- _Task to complete_
Please reply with one number only: how many lines in the entries below contain the string "baseboard".

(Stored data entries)
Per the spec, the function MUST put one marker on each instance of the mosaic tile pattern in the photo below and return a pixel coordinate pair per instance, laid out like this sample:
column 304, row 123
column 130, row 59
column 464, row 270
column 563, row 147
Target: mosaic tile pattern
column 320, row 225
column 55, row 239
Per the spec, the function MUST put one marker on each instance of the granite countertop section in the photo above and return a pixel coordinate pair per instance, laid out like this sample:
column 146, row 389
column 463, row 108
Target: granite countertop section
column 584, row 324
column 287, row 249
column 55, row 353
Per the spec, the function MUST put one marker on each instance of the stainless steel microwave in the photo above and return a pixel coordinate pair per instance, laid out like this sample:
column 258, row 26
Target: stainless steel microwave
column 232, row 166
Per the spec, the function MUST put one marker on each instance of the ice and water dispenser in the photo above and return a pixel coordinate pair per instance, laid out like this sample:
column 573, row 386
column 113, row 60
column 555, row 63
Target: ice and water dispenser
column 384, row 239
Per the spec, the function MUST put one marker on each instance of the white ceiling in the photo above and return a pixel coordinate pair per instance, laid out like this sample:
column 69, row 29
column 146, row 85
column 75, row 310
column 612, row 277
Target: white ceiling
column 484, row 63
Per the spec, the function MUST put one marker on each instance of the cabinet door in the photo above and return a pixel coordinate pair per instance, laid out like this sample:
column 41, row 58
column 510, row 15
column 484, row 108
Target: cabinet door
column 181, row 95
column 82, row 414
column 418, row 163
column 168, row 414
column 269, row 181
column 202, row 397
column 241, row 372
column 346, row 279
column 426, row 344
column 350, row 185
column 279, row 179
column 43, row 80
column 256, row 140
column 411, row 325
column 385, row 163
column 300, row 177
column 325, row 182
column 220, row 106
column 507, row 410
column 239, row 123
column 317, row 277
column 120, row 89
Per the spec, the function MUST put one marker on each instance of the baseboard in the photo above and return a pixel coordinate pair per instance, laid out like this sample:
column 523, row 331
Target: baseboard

- _Solution to this exercise_
2